=== Exercise goal ===
Write out the full set of records exactly. Any pictures in them do not belong in the copy.

#####

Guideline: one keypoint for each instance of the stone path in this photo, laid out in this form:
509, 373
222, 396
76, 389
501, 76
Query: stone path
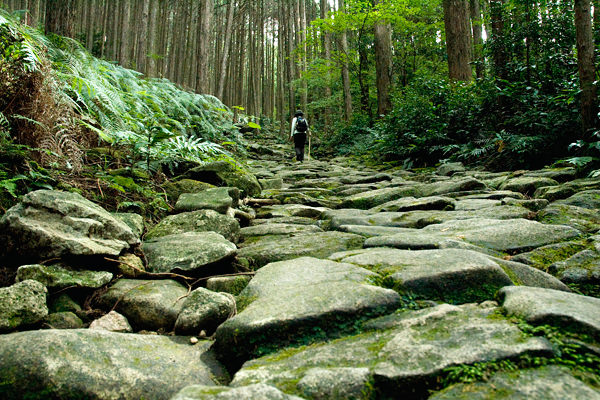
336, 281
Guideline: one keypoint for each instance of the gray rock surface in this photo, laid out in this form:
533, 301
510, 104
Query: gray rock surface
403, 353
203, 310
52, 224
57, 277
257, 391
78, 364
197, 221
150, 305
546, 383
217, 199
320, 245
187, 252
22, 304
553, 307
289, 300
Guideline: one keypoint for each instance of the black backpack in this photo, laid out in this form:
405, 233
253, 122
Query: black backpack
301, 125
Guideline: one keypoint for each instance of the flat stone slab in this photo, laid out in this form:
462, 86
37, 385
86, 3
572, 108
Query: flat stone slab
403, 354
150, 305
57, 277
197, 221
276, 248
290, 300
514, 235
22, 304
452, 275
77, 364
258, 391
423, 203
217, 199
278, 229
187, 252
546, 383
553, 307
53, 224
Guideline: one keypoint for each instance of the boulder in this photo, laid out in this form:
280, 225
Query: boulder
546, 383
527, 184
94, 364
552, 307
112, 322
320, 245
63, 320
217, 199
57, 277
53, 224
22, 304
197, 221
150, 305
290, 300
258, 391
188, 253
452, 275
404, 353
204, 310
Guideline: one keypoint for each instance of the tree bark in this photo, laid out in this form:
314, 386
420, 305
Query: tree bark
585, 64
383, 65
458, 42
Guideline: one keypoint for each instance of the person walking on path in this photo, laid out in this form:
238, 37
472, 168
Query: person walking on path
299, 132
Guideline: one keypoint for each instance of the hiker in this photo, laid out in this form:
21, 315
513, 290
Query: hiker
299, 132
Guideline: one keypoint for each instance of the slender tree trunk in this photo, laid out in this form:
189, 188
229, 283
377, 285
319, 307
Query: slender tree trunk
585, 63
383, 65
458, 42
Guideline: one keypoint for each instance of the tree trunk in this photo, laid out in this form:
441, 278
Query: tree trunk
60, 17
458, 42
585, 63
383, 65
477, 23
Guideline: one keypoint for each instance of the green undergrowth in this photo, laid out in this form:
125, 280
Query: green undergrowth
574, 351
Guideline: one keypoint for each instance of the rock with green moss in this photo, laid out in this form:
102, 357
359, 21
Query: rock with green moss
373, 198
217, 199
546, 383
320, 245
91, 364
258, 391
527, 184
174, 189
57, 277
22, 304
423, 203
297, 300
228, 284
52, 224
203, 310
451, 275
150, 305
112, 322
277, 230
465, 184
133, 221
222, 173
513, 235
187, 253
197, 221
589, 199
63, 320
404, 353
577, 313
580, 218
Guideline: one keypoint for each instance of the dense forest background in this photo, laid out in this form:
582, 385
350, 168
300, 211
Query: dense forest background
503, 83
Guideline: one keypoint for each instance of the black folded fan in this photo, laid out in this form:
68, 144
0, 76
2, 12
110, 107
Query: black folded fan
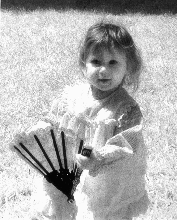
64, 179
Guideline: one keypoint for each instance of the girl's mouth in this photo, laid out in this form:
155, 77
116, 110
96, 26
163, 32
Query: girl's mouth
104, 81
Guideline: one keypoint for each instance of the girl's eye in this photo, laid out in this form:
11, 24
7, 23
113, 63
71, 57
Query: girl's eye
112, 62
95, 62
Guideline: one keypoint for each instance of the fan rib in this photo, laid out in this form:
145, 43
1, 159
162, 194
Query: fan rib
56, 149
43, 151
64, 149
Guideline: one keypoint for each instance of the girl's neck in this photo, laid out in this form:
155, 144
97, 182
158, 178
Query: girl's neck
99, 94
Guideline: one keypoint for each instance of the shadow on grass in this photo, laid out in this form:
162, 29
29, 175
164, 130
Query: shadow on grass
110, 6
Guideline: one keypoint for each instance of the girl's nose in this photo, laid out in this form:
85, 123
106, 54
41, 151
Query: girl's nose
102, 70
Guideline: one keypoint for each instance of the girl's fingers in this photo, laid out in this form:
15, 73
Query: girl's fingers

#####

=== Task response ===
Guideline: one keypoint for each instance of the stone path in this photo, laid out in this form:
509, 373
222, 396
76, 389
501, 76
Query: stone path
336, 281
Guideline: one keypoint for each instance of the gray rock surface in this photo, laid out in this form:
533, 301
510, 104
Query: gray rock surface
403, 353
203, 310
52, 224
57, 277
257, 391
78, 364
197, 221
150, 305
546, 383
217, 199
320, 245
187, 252
22, 304
553, 307
289, 300
Guideline: one keypoint for each instance of the black backpack in this photo, laid out in this form:
405, 233
253, 122
Query: black backpack
301, 125
Guideline: one keypoint for each instance of the flat stone slab in this photo, laid out in this form:
462, 86
37, 385
86, 3
572, 108
Query: flat stone slab
403, 354
150, 305
57, 277
197, 221
276, 248
290, 300
514, 235
22, 304
452, 275
77, 364
258, 391
423, 203
217, 199
278, 229
187, 252
546, 383
553, 307
53, 224
Guideline: one keypoint for each instance of the boulder in this photo, laid out in this form:
280, 225
Query: boulder
546, 383
527, 184
94, 364
552, 307
112, 322
320, 245
63, 320
217, 199
57, 277
53, 224
22, 304
197, 221
150, 305
290, 300
258, 391
188, 253
452, 275
404, 353
204, 310
Guideline: one keypoint for each instance of the tree bark in this photo, laid out in this form:
314, 386
420, 305
Query: tree bark
585, 64
383, 65
458, 42
Guideline: one keypoint for each instance of the person walking on path in this photo, laid out in this form:
238, 37
472, 168
Query: person walking on path
299, 132
Guideline: one keypoint for each instance of the hiker in this photo, laid out in this form:
21, 315
513, 290
Query: hiker
299, 132
Guideline: one keypoint for each instance of the slender tree trunk in this photo, laid out in this form:
189, 188
229, 283
377, 285
319, 307
Query: slender tree trunk
585, 63
383, 65
458, 42
Guideline: one keypoint for each instance of the tree trunk in this photo, laid out in this form:
441, 278
Query: tree trunk
60, 17
458, 42
585, 63
383, 65
477, 23
Guideline: one keypoint for each instance of the green undergrowth in this photo, laid out in this form:
125, 280
Query: green undergrowth
574, 351
Guideline: one keypoint for each instance of the rock with green moss in this photo, laid out in this form:
102, 357
359, 21
Query: rock with green moss
373, 198
217, 199
546, 383
320, 245
91, 364
258, 391
527, 184
174, 189
57, 277
22, 304
423, 203
297, 300
228, 284
52, 224
203, 310
451, 275
150, 305
112, 322
277, 230
465, 184
133, 221
222, 173
513, 235
187, 253
197, 221
589, 199
63, 320
404, 353
577, 313
580, 218
Guideline: one keypoint for each instance of the dense forest background in this photo, laid out in this form:
582, 385
350, 168
300, 211
Query: dense forest background
503, 83
Guideline: one keypoint for each instance of the black folded fan in this photo, laid out in this form:
68, 144
0, 76
2, 12
110, 107
Query: black folded fan
64, 179
Guideline: one keypoint for each instance of the girl's mouth in this photo, laid out in this form:
155, 77
116, 110
96, 26
163, 32
Query: girl's mouth
104, 81
Guideline: one keypoint for each instance of the girl's eye in this photo, laid out in this form:
11, 24
7, 23
113, 63
71, 57
Query: girl's eye
112, 62
95, 62
Guideline: one keypoint for each instance of the fan rib in this photo, laid out in this form:
145, 43
1, 159
162, 194
Query: fan rib
56, 149
43, 151
64, 149
Guideline: one keypoint for each instance of the girl's neck in this photo, laid out in this form:
155, 144
97, 182
158, 178
Query: girl's neck
99, 94
Guideline: one keypoint for each instance of the shadow on grass in this photo, laid out in this form:
162, 29
29, 175
164, 130
Query: shadow on grass
110, 6
Guideline: one keypoint for each instance of the girl's nose in this photo, laid out in this form:
85, 123
106, 54
41, 151
Query: girl's nose
102, 70
Guideline: one keypoint for each instance of the girl's fingers in this photo, laid out in this form:
15, 73
Query: girl's fingers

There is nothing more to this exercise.